━━ Исходный текст ━━

Но дьякон Ахилла — это персонаж лесковских «Соборян». Два, может быть, главных текста Лескова — это «Соборяне» и «Мелочи архиерейской жизни». Это тексты, которые я сейчас не возьмусь анализировать, потому что мне следовало бы, по всей вероятности, их вдумчиво перечитать. Я их не перечитывал с восьмидесятых годов, с тех пор, как их в издательстве «Правда» переиздали. И я сейчас помню, как их распределяли по издательствам, по изданиям. Нам в «Собеседник» достался один экземпляр, и я его тут же его цапнул (тем более что и не так много было желающих).

Вот дьякон Ахилла, этот титан русской литературы (как его там называли — «дубина, протяженно сложенная»), грандиозно совершенно явление — об этом надо говорить достаточно серьезно, перечитавши. Было бы неплохо сделать отдельную лекцию о лесковских «Соборянах». Но мне интересно сейчас затронуть тему образа священника именно у Чехова.

━━━
━━ Выборка данных ━━

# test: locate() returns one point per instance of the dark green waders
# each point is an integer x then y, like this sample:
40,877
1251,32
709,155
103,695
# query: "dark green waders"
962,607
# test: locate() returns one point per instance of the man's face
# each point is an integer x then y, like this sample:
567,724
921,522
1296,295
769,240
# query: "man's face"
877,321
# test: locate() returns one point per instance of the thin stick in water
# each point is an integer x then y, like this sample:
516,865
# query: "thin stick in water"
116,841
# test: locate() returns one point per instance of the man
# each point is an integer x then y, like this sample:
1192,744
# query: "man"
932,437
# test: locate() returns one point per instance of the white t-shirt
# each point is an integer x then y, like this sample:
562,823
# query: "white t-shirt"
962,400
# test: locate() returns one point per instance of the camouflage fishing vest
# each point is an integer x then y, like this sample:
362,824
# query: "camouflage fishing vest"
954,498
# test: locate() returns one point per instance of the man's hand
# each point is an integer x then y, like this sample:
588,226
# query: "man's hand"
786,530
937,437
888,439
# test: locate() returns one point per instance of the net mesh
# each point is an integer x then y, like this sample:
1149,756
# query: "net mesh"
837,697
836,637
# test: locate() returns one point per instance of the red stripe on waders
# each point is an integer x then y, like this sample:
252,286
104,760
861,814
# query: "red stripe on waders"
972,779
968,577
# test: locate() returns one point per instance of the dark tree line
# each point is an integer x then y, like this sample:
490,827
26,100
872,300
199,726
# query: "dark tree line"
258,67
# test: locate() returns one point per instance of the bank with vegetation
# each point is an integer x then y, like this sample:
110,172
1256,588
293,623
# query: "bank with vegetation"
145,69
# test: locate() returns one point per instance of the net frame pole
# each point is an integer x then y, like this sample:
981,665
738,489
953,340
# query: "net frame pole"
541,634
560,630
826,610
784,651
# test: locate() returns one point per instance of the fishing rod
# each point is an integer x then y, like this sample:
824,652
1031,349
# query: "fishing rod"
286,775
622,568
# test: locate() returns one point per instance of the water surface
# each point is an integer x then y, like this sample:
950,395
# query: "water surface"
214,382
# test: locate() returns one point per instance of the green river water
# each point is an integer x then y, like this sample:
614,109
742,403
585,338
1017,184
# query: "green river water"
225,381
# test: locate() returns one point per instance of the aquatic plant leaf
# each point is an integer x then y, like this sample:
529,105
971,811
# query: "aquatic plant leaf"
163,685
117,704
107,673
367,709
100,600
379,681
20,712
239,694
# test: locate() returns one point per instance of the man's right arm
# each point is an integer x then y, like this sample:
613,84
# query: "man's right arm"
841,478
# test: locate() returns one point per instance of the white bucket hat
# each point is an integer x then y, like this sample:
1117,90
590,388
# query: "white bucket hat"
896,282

━━━

→ **Порядок работы A**
Отредактируйте исходный текст: перепишите его, начиная со слов «Но дьякон Ахилла» и заканчивая словами «именно у Чехова.», заменив «Чехова» на «Толстого».
→ **Порядок работы B**
Продолжите исходный текст, начав сразу после его последнего предложения.
Материал к этому никакого отношения не имеет.

→ **Итоговый ответ A**
Но дьякон Ахилла — это персонаж лесковских «Соборян». Два, может быть, главных текста Лескова — это «Соборяне» и «Мелочи архиерейской жизни». Это тексты, которые я сейчас не возьмусь анализировать, потому что мне следовало бы, по всей вероятности, их вдумчиво перечитать. Я их не перечитывал с восьмидесятых годов, с тех пор, как их в издательстве «Правда» переиздали. И я сейчас помню, как их распределяли по издательствам, по изданиям. Нам в «Собеседник» достался один экземпляр, и я его тут же его цапнул (тем более что и не так много было желающих).

Вот дьякон Ахилла, этот титан русской литературы (как его там называли — «дубина, протяженно сложенная»), грандиозно совершенно явление — об этом надо говорить достаточно серьезно, перечитавши. Было бы неплохо сделать отдельную лекцию о лесковских «Соборянах». Но мне интересно сейчас затронуть тему образа священника именно у Толстого.

→ **Итоговый ответ B**
Кстати, понимаете, вот зарубежное священство — оно представлено, несмотря на кажущееся изобилие, не так уж ярко. Вспоминается только епископ Мириэль из «Отверженных», и прежде всего потому, что епископ Мириэль — это такой образ праведника, как его понимал Гюго. Он такой хороший, что даже противно. Его действительно описывать довольно сложно. Но в епископе Мириэле есть та великолепная добродетель, которая на самом деле встречается очень редко: он не чувствует в себе права карать. И это для меня самое приятное. Он Жана Вальжана ведь собственно не наказал, он Жана Вальжана обогрел и простил — и это дало ему некоторый толчок.

Что касается Достоевского, то вот у него, скажем… Хотя на него, как и на Толстого, Гюго влиял довольно сильно. Мне кажется, что у Достоевского самый такой яркий и самый знаменитый образ священнослужителя — старец Зосима — он ему до некоторой степени… ну, я не могу сказать «не удался», но он несет некоторые в себе все-таки противоречия. Мне кажется, что образ этого старца самому Достоевскому был ясен не до конца. И сам Достоевский, мне кажется, должен был только (и думаю, с наслаждением думал об этом) во второй части «Братьев Карамазовых» прийти для себя к некоторой определенности.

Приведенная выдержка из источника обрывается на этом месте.